Article:

Jakub Sitnicki (12):
  flow_dissector: Pull locking up from prog attach callback
  net: Introduce netns_bpf for BPF programs attached to netns
  flow_dissector: Move out netns_bpf prog callbacks
  bpf: Add link-based BPF program attachment to network namespace
  bpf, cgroup: Return ENOLINK for auto-detached links on update
  libbpf: Add support for bpf_link-based netns attachment
  bpftool: Extract helpers for showing link attach type
  bpftool: Support link show for netns-attached links
  selftests/bpf: Add tests for attaching bpf_link to netns
  selftests/bpf, flow_dissector: Close TAP device FD after the test
  selftests/bpf: Convert test_flow_dissector to use BPF skeleton
  selftests/bpf: Extend test_flow_dissector to cover link creation

 include/linux/bpf-netns.h                     |  64 ++
 include/linux/bpf_types.h                     |   3 +
 include/linux/skbuff.h                        |  26 -
 include/net/flow_dissector.h                  |   6 +
 include/net/net_namespace.h                   |   4 +-
 include/net/netns/bpf.h                       |  18 +
 include/uapi/linux/bpf.h                      |   5 +
 kernel/bpf/Makefile                           |   1 +
 kernel/bpf/cgroup.c                           |   2 +-
 kernel/bpf/net_namespace.c                    | 373 +++++++++++
 kernel/bpf/syscall.c                          |  10 +-
 net/core/flow_dissector.c                     | 124 +---
 tools/bpf/bpftool/link.c                      |  54 +-
 tools/include/uapi/linux/bpf.h                |   5 +
 tools/lib/bpf/libbpf.c                        |  23 +-
 tools/lib/bpf/libbpf.h                        |   2 +
 tools/lib/bpf/libbpf.map                      |   1 +
 .../selftests/bpf/prog_tests/flow_dissector.c | 166 +++--
 .../bpf/prog_tests/flow_dissector_reattach.c  | 588 ++++++++++++++++--
 tools/testing/selftests/bpf/progs/bpf_flow.c  |  20 +-
 20 files changed, 1248 insertions(+), 247 deletions(-)
 create mode 100644 include/linux/bpf-netns.h
 create mode 100644 include/net/netns/bpf.h
 create mode 100644 kernel/bpf/net_namespace.c

Comments

Alexei Starovoitov June 1, 2020, 10:26 p.m. UTC | #1
On Sun, May 31, 2020 at 1:28 AM Jakub Sitnicki <jakub@cloudflare.com> wrote:
>
> One of the pieces of feedback from recent review of BPF hooks for socket
> lookup [0] was that new program types should use bpf_link-based
> attachment.
>
> This series introduces new bpf_link type for attaching to network
> namespace. All link operations are supported. Errors returned from ops
> follow cgroup example. Patch 4 description goes into error semantics.
>
> The major change in v2 is a switch away from RCU to mutex-only
> synchronization. Andrii pointed out that it is not needed, and it makes
> sense to keep locking straightforward.
>
> Also, there were a couple of bugs in update_prog and fill_info initial
> implementation, one picked up by kbuild. Those are now fixed. Tests have
> been extended to cover them. Full changelog below.

Required actions:
1. Which files does the BPF patch series summary show as newly created? List each path.
2. Continue the BPF patch series discussion from its last line.

Detection examples
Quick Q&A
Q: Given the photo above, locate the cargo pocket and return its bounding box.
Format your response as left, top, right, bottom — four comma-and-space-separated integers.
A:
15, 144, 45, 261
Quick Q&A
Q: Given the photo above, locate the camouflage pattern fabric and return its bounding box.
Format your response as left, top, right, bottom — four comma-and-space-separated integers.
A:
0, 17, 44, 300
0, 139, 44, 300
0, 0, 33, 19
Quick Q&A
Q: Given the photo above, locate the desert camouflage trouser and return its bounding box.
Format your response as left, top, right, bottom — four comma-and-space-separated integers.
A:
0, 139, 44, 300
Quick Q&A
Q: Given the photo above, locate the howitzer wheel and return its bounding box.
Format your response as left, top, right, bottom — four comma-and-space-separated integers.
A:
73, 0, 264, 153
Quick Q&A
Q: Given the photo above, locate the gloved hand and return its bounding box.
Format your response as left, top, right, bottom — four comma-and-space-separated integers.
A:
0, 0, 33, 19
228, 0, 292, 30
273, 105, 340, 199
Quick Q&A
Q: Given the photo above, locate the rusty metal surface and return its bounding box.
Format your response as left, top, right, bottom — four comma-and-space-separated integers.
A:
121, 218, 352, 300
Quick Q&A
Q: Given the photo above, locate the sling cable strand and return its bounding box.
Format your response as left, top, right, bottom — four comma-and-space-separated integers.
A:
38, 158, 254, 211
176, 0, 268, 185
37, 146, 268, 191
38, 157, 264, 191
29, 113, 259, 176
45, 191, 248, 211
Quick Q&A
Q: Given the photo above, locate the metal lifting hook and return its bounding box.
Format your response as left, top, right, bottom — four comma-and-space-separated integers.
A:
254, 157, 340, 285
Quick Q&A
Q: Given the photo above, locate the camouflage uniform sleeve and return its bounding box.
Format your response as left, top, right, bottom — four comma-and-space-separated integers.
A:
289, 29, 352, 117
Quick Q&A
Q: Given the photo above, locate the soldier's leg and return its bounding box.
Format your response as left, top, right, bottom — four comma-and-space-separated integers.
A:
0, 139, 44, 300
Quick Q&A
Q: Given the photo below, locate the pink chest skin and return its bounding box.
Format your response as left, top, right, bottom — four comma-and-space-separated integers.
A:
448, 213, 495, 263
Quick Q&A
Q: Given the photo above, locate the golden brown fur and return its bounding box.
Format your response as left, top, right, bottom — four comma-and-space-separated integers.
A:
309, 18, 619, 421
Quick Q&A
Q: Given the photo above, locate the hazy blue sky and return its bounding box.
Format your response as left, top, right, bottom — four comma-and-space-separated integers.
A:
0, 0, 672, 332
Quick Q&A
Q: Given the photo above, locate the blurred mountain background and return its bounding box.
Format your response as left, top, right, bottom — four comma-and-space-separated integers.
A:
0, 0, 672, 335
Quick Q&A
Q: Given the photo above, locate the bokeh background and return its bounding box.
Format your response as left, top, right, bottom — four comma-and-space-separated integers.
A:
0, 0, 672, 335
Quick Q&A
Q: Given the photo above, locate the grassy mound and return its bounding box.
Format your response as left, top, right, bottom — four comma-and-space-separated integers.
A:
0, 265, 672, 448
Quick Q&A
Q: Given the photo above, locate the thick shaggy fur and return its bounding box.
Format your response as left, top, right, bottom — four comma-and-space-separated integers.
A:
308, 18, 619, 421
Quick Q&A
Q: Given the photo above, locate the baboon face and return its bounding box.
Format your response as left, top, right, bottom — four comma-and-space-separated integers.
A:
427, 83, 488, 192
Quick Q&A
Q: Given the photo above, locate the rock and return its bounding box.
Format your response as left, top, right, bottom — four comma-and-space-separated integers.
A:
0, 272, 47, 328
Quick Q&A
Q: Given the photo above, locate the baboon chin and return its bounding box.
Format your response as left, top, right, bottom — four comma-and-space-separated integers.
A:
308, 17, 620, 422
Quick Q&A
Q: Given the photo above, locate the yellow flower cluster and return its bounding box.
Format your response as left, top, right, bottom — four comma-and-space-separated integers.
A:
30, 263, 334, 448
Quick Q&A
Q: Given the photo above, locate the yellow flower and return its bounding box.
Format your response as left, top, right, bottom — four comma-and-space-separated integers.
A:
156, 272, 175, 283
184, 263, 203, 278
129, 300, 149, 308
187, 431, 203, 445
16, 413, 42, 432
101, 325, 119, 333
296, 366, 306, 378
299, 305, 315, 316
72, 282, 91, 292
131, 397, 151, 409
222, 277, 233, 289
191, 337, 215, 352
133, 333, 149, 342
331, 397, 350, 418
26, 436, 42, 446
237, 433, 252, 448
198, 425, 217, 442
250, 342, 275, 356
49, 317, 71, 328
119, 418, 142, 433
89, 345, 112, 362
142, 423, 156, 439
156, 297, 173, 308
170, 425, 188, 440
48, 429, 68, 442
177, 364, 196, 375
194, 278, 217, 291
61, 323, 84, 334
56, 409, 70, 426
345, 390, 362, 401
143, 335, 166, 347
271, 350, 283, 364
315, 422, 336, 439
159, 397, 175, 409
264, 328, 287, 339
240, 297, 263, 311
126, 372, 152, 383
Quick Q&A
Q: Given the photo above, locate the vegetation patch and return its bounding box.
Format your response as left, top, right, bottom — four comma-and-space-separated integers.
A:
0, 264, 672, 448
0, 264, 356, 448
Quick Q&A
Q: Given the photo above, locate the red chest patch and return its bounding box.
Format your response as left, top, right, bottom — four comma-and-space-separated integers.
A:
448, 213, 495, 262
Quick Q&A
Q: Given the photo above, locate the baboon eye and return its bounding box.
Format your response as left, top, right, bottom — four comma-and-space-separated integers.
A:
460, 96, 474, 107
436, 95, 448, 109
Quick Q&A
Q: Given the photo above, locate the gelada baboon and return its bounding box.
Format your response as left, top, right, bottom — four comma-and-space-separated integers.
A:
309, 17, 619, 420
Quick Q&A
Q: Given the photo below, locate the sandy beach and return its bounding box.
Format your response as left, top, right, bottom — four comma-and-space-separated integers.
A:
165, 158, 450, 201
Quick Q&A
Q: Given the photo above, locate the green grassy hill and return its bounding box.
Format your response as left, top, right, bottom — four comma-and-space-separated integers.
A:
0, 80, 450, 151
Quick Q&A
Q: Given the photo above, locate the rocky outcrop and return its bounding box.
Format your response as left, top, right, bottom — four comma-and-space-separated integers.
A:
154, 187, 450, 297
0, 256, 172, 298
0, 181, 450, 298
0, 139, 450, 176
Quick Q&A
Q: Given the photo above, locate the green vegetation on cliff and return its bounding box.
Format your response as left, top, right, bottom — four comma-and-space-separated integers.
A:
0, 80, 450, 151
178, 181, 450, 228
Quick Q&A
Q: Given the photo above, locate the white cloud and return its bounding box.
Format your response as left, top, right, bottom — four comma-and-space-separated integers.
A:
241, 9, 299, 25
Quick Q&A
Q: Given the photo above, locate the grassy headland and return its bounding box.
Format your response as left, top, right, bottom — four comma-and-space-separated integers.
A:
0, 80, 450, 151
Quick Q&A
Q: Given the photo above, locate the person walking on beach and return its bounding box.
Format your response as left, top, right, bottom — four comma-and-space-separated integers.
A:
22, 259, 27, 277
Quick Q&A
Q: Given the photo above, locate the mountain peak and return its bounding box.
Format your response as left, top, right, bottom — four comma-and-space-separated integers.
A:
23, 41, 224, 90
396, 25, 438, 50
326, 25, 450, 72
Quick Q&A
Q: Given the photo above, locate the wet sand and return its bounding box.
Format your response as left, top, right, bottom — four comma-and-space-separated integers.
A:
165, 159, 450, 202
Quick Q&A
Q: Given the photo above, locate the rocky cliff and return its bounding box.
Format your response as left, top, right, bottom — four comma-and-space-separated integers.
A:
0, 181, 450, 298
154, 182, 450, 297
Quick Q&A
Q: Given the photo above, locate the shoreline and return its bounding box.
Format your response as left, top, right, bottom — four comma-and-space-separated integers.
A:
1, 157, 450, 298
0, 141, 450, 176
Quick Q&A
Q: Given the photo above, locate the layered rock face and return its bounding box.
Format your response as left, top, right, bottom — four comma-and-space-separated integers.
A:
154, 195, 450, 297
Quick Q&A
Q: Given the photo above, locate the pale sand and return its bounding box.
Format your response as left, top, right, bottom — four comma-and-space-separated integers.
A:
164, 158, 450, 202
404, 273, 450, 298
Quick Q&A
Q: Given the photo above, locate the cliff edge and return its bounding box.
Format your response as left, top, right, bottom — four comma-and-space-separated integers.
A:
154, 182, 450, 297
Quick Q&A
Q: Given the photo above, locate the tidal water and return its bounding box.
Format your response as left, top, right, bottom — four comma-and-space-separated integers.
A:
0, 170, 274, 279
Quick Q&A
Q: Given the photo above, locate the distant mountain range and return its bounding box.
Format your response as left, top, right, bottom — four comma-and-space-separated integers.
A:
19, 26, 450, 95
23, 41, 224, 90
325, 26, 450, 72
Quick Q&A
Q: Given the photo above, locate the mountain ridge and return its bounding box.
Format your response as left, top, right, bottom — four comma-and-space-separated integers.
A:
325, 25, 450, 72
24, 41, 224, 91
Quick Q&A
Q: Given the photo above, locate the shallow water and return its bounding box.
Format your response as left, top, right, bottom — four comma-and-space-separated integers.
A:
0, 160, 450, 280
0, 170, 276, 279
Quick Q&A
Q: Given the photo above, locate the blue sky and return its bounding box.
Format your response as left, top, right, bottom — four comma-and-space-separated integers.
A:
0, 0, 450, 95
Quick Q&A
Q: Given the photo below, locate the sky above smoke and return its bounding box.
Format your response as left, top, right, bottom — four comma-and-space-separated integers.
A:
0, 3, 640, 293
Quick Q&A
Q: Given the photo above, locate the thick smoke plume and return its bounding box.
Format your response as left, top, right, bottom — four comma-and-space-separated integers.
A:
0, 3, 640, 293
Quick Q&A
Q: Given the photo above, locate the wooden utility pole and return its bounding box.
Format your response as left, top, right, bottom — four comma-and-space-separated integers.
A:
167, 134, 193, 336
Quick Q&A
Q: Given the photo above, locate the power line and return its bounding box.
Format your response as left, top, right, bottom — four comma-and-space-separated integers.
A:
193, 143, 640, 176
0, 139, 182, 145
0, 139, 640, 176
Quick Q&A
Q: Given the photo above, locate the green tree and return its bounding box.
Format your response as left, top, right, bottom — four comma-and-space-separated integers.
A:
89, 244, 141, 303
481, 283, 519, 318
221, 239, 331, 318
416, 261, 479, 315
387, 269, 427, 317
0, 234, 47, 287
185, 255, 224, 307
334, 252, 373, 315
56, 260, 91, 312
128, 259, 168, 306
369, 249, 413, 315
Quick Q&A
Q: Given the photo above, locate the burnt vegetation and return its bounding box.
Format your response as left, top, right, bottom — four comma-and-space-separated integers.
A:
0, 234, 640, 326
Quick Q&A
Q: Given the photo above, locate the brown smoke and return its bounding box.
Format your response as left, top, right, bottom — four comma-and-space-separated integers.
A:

Exercise responses:
1.
include/linux/bpf-netns.h
include/net/netns/bpf.h
kernel/bpf/net_namespace.c

2.
>
> Series is organized as so:
>
> Patches 1-3 prepare a space in struct net to keep state for attached BPF
> programs, and massage the code in flow_dissector to make it attach type
> agnostic, to finally move it under kernel/bpf/.
>
> Patch 4, the most important one, introduces new bpf_link link type for
> attaching to network namespace.
>
> Patch 5 unifies the update error (ENOLINK) between BPF cgroup and netns.
>
> Patches 6-8 make libbpf and bpftool aware of the new link type.
>
> Patches 9-12 Add and extend tests to check that link low- and high-level
> API for operating on links to netns works as intended.
>
> Thanks to Alexei, Andrii, Lorenz, Marek, and Stanislav for feedback.
>
> -jkbs
>
> [0] https://lore.kernel.org/bpf/20200511185218.1422406-1-jakub@cloudflare.com/
>
> Cc: Alexei Starovoitov <alexei.starovoitov@gmail.com>
> Cc: Andrii Nakryiko <andrii.nakryiko@gmail.com>
> Cc: Lorenz Bauer <lmb@cloudflare.com>
> Cc: Marek Majkowski <marek@cloudflare.com>
> Cc: Stanislav Fomichev <sdf@google.com>
>
> v1 -> v2:
>
> - Switch to mutex-only synchronization. Don't rely on RCU grace period
>   guarantee when accessing struct net from link release / update /
>   fill_info, and when accessing bpf_link from pernet pre_exit
>   callback. (Andrii)
> - Drop patch 1, no longer needed with mutex-only synchronization.
> - Don't leak uninitialized variable contents from fill_info callback
>   when link is in defunct state. (kbuild)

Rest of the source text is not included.